▸ Challenge 1
Reproduce the passage from the aquarium cost thread starting with "Other factors such" and going on through "about $10 a month.".
▸ Challenge 2
In the aquarium cost thread, what monthly dollar amount is estimated for simple electrics?

▸ Reading text
┄┄┄┄┄┄┄┄┄┄

For monthly maintance cost i wouldnt have a clue.....sorry.

You should go to your LFS and ask them to give you like a quote for everything you plan on getting to start it off. 

Good Luck


----------



## caferacermike (Oct 3, 2006)

If you do some searches you'll see several "startups" with prices. Check out the 42g bowfront FOWLR from last week.

Standard maintenance costs would be difficult to estimate based upon several factors. Your choices for lighting and pumps will determine your wattage demands. For example some folks will cut corners on return pumps buying a cheap one to save a buck. Well a 900GPH submersible pump could easily run you as much as 200W per hour to run as opposed to an Ehiem 1262 running at about 65W per hour. That's up to 3 times as much cost each hour, 24 hours a day. For a FOWLR you may only want about 3 T-5 as opposed to high wattage metal halides. It becomes difficult to figure as energy costs vary wildly across the country. If you know the specs for all of your electrical needs you could visit http://reefcentral.com/calc/tank_elec_calc.php to try and get an idea of what your monthly electrical cost would run. 

Other factors such as brands of salt can make a difference.

My estimates for you would be:
Simple electrics totaling about 235KWh per month at $0.17 AKWH= $40 a month.

Food supplies based upon average fish sizes for 50g, about $10 a month.

$50 for a bucket of salt @ 200G, 20G water changes per month, $5 of salt.

Misc, $10.

I'd figure about $65-70 for an average 50-60G FOWLR, not including fish, rock, or anything else.


----------

┄┄┄┄┄┄┄┄┄┄

▸ Listed records
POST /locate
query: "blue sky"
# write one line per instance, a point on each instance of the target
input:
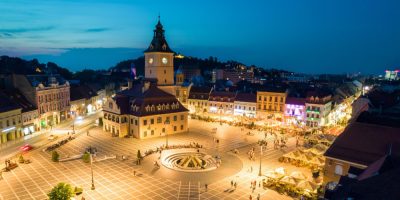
(312, 36)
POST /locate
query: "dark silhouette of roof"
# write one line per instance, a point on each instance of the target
(6, 104)
(222, 96)
(381, 180)
(159, 43)
(246, 97)
(363, 143)
(19, 99)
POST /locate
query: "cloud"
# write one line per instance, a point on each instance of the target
(25, 30)
(96, 30)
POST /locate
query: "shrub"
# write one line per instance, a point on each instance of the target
(55, 156)
(61, 191)
(21, 159)
(86, 157)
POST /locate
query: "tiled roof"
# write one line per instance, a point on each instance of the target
(295, 101)
(222, 96)
(81, 92)
(152, 101)
(246, 97)
(201, 93)
(363, 143)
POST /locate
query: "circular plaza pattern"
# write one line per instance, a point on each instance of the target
(188, 160)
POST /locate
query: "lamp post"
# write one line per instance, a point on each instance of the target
(91, 169)
(262, 143)
(166, 132)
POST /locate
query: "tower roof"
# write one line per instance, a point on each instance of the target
(159, 43)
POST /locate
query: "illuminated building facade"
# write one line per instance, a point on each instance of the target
(144, 111)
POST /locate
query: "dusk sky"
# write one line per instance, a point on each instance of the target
(311, 36)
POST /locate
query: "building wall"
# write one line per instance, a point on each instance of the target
(221, 107)
(155, 68)
(298, 112)
(271, 103)
(10, 125)
(53, 104)
(317, 114)
(197, 106)
(247, 109)
(30, 122)
(333, 167)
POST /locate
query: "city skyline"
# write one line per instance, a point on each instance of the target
(310, 37)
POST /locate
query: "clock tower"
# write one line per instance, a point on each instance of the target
(159, 63)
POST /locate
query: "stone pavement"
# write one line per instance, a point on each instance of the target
(114, 178)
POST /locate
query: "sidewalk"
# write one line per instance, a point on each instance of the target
(39, 139)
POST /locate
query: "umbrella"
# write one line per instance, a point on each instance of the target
(307, 185)
(289, 180)
(298, 175)
(280, 170)
(273, 175)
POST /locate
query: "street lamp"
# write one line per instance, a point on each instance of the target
(166, 132)
(91, 169)
(262, 143)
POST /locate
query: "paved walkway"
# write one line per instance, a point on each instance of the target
(114, 178)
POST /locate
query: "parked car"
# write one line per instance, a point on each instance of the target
(26, 147)
(51, 137)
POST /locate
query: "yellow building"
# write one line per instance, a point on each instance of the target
(198, 100)
(271, 102)
(10, 119)
(144, 111)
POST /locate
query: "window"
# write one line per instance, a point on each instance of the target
(339, 170)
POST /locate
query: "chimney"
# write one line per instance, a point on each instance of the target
(130, 83)
(146, 86)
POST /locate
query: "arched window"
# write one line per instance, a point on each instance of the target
(339, 170)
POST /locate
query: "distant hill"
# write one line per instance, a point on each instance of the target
(20, 66)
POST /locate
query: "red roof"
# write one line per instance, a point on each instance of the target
(363, 143)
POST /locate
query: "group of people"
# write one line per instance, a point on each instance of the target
(251, 154)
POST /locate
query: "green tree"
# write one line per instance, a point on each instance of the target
(55, 156)
(139, 156)
(86, 157)
(61, 191)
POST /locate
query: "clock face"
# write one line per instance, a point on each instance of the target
(164, 60)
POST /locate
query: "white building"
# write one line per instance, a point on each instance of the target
(245, 105)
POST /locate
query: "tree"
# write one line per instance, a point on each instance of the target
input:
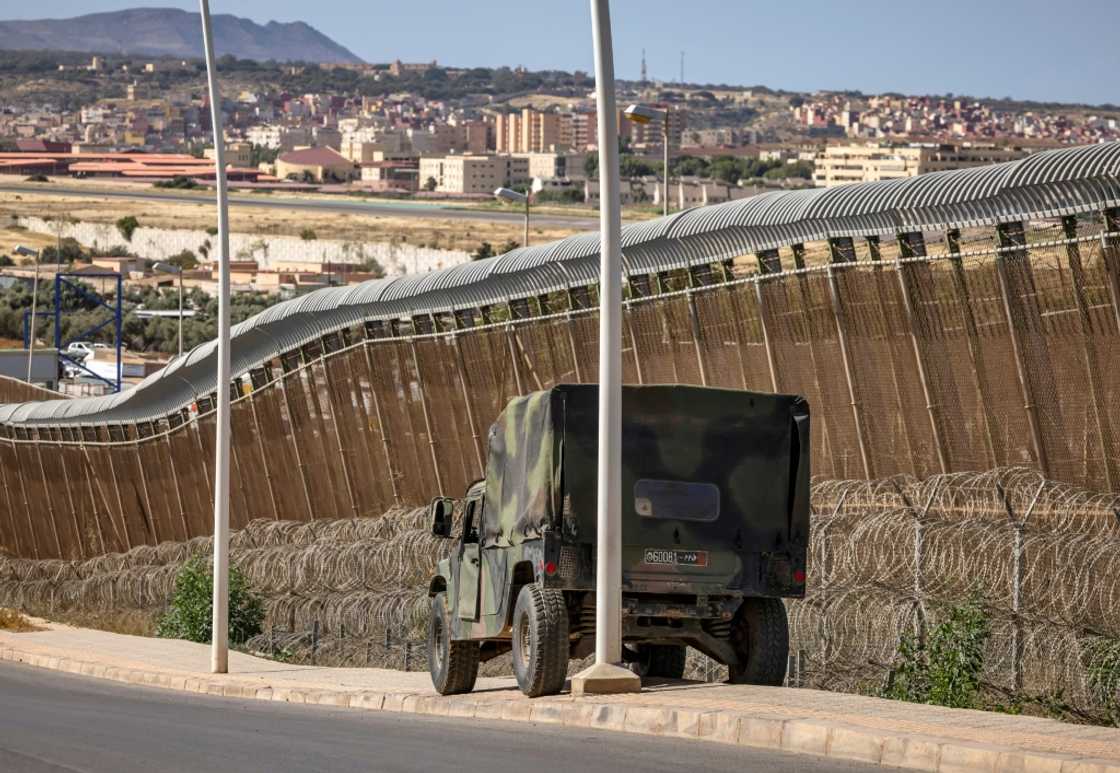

┄┄┄┄┄┄┄┄┄┄

▸ Exercise result 1
Other factors such as brands of salt can make a difference.

My estimates for you would be:
Simple electrics totaling about 235KWh per month at $0.17 AKWH= $40 a month.

Food supplies based upon average fish sizes for 50g, about $10 a month.

▸ Exercise result 2
About $40 a month.